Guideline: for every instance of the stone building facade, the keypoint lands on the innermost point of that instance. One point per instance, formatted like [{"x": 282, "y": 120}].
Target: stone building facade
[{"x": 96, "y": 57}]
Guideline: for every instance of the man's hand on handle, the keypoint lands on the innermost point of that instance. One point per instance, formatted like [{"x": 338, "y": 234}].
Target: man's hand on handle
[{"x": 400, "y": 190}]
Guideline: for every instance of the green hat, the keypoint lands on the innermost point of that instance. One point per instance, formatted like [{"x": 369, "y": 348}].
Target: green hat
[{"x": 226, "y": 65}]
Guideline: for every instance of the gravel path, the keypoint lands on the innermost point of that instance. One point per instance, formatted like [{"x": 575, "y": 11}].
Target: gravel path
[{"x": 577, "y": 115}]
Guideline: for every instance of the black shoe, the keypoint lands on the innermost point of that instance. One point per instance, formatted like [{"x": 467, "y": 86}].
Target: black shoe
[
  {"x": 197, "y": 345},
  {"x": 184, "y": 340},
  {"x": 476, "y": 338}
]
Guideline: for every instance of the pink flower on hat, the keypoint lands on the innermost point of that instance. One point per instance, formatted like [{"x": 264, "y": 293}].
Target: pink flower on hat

How to complete this task
The lines beginning with the one that holds "Guideline: for every instance of the black" and ending with the last line of the data above are to be reproduced exactly, and nothing else.

Reply to the task
Guideline: for every instance of the black shoe, the keypoint lands on the innermost point of that instance. One point per instance, formatted like [{"x": 467, "y": 86}].
Target: black shoe
[
  {"x": 197, "y": 345},
  {"x": 184, "y": 340},
  {"x": 476, "y": 338}
]
Guideline: for every instance of the pink flower on hat, the keypoint lands on the innermost point of that instance. One point per instance, formatted like [{"x": 264, "y": 293}].
Target: pink flower on hat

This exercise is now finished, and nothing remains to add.